§ **Kaynak metinden alıntı**
────────────────────

İsmi Picasso ve Cezanne gibi sanatçıların yanında yer alan Matisse, zamanının “güzel” ve “zarif” tanımlarını yıkan ve onlara yeni anlamlar yükleyen bir ressamdı. 1869’da, Fransa’da doğan ve aslında avukat olan Matisse, resim yapmaya apandisit ameliyatı için hastanede yatarken başladı. Sanat o andan itibaren onun en büyük aşkı ve tutkusu oldu. Öyle ki, karısı Amelie’ye evlenme teklifi ederken ona “Seni çok seviyorum, ama resim yapmayı her zaman daha çok seveceğim,” demişti. Bu büyük aşka rağmen Matisse’in ciddi bir sanatçı olarak tanınması, ancak 1906’dan sonra, yani ressam 40’larının başına merdiven dayadığında gerçekleşti. İşte bunun sebebi de sanattaki bu “güzel” anlayışına karşı isyanıydı.

────────────────────

(Etiketli nesne işaretleme girdileri)

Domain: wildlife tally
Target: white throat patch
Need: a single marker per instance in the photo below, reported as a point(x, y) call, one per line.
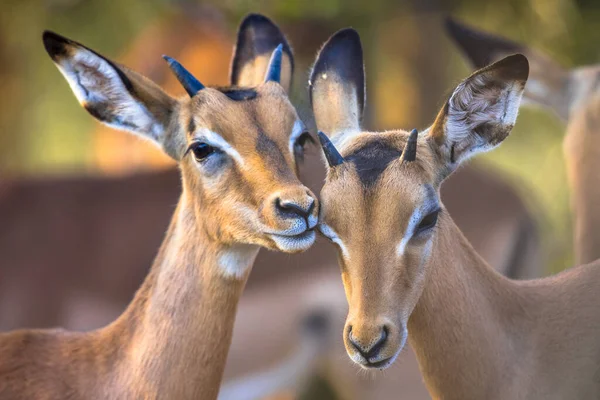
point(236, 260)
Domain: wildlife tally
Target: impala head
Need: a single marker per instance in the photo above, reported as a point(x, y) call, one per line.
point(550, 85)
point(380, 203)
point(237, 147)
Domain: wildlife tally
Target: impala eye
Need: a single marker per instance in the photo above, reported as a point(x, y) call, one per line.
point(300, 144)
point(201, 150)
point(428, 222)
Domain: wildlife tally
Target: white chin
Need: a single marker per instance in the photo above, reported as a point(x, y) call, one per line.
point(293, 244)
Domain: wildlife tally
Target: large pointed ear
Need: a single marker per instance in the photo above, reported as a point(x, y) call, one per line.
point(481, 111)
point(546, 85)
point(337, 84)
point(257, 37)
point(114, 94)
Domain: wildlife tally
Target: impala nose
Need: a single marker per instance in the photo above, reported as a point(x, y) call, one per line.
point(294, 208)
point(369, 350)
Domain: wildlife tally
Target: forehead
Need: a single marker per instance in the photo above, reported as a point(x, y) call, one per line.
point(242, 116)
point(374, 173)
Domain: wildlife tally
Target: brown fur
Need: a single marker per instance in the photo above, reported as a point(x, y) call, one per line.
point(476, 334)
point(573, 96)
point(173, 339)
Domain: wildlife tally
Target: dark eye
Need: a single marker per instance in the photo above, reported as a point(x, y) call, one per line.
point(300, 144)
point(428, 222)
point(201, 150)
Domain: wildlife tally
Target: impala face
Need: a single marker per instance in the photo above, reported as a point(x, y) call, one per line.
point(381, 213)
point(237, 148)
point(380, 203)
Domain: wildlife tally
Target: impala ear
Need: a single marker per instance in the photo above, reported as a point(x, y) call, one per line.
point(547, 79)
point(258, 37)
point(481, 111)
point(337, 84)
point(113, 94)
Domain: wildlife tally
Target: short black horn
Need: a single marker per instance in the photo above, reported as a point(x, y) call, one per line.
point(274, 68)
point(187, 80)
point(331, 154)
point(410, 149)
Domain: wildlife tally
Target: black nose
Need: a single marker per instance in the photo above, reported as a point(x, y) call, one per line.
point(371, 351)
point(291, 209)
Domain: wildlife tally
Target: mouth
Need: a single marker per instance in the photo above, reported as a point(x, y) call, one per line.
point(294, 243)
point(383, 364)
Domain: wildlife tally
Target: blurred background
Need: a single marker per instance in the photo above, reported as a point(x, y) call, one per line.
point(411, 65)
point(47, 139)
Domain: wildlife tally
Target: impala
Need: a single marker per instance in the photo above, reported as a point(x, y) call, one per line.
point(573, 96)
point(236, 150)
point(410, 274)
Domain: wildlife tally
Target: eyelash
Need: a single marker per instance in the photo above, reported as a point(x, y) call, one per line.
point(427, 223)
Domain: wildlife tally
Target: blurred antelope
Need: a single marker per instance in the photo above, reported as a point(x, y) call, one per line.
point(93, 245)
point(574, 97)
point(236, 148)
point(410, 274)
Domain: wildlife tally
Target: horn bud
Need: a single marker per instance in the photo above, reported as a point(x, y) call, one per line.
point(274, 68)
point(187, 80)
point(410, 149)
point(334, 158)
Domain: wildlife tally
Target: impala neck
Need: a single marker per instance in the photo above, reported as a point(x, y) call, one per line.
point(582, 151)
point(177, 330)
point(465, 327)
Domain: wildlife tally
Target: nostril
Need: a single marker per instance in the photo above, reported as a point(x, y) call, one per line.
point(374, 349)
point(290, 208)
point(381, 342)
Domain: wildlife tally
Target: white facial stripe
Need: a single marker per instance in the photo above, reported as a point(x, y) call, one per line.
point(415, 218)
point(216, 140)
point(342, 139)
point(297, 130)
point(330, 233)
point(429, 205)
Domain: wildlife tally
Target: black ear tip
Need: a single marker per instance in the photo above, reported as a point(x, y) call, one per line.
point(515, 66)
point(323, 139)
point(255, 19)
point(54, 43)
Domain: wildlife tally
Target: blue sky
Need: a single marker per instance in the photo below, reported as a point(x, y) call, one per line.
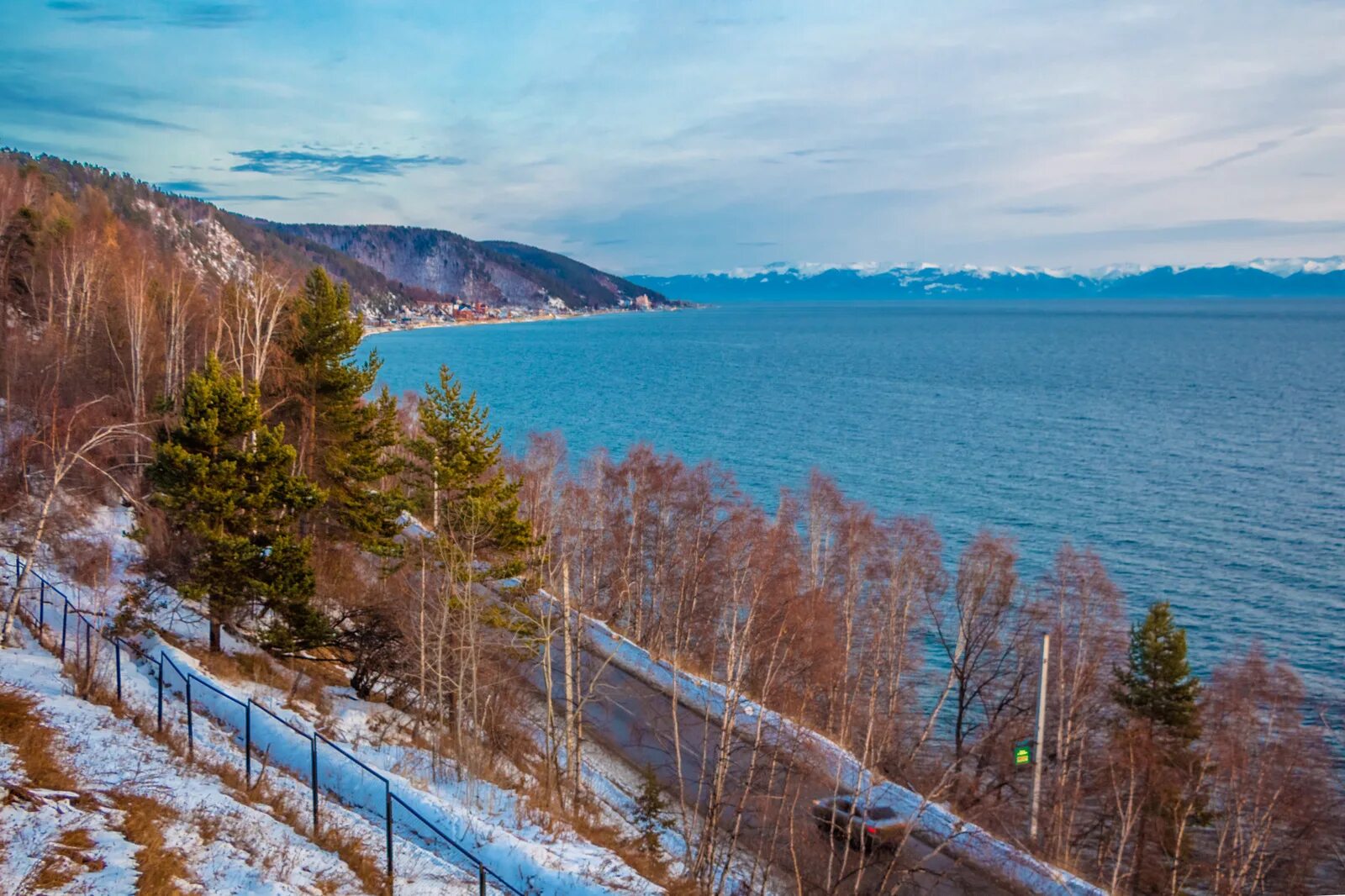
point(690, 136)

────────────────────

§ **Görev ve koşullar**
Matisse'i anlatan alıntıya göre Matisse resim yapmaya hangi sırada başladı?

§ **Alıştırma çıktısı**
Apandisit ameliyatı için hastanede yatarken başladı.